Begin DOCUMENT PASSAGE
Having illustrated the computation of our spectral action
for the Einstein-Yang-Mills system we now
address the realistic case of obtaining action (1.2) for
the Einstein-Standard model system. 

\smallskip

\noindent We first briefly summarize the spectral triple
$(\Ac ,\Hc ,D)$ associated with the spectrum of the standard
model. A complete treatment can be found in [4,6].

\smallskip

\noindent The geometry is that of a 4-dimensional smooth
Riemannian manifold with a fixed spin structure times a
discrete geometry. The product geometry is given by the rules
$$
\Ac = \Ac_1 \ot \Ac_2 \ , \ \Hc = \Hc_1 \ot \Hc_2 \ , \ D =
D_1 \ot 1 + \g_5 \ot D_2 \eqno (3.1)
$$
where $\Ac_1 = C^{\ify} (M)$, $D_1 = {\part \!\!\! /}_M$ the
Dirac operator on $M$, $\Hc_1 = L^2 (M,S)$ and the discrete
geometry $(\Ac_2 ,\Hc_2 ,D_2)$ will now be described. The
algebra $\Ac_2$ is the direct sum of the real involutive
algebras $\Cb$ of complex numbers, $\Hb$ of quaternions, and
$M_3 (\Cb)$ of $3\ts 3$ matrices. $\Hc_2$ is the Hilbert space
with basis the elementary fermions, namely the quarks $Q$,
leptons $L$ and their charge conjugates, where
$$
Q = \left( \matrix{
u_L \cr d_L \cr d_R \cr u_R \cr
} \right) \ , \ L = \left( \matrix{
\nu_L \cr e_L \cr e_R \cr
} \right) \eqno (3.2)
End DOCUMENT PASSAGE
Begin DATASET EXCERPT
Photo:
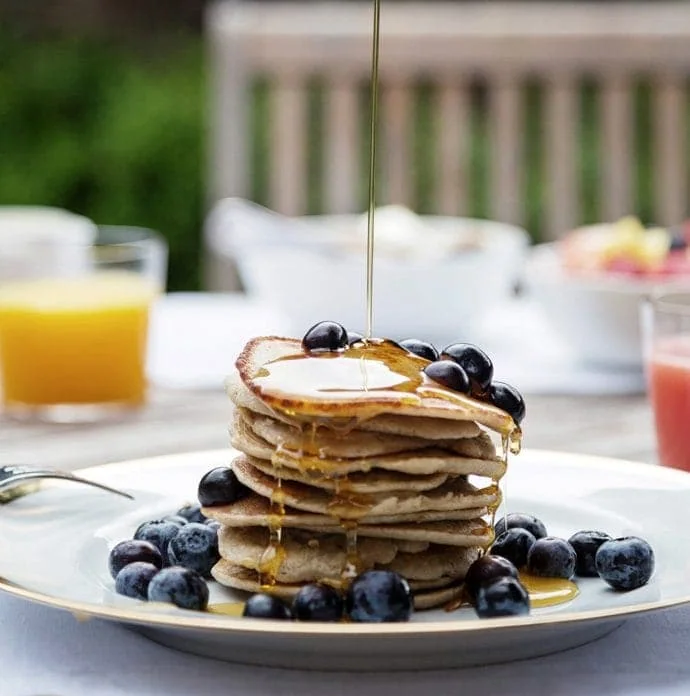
End DATASET EXCERPT
STATED EXERCISE:
In the spectral action passage, which three real involutive algebras form the direct sum that makes up the algebra of the discrete geometry?

REPLY TO THE EXERCISE:
The complex numbers, the quaternions, and the 3 × 3 matrices.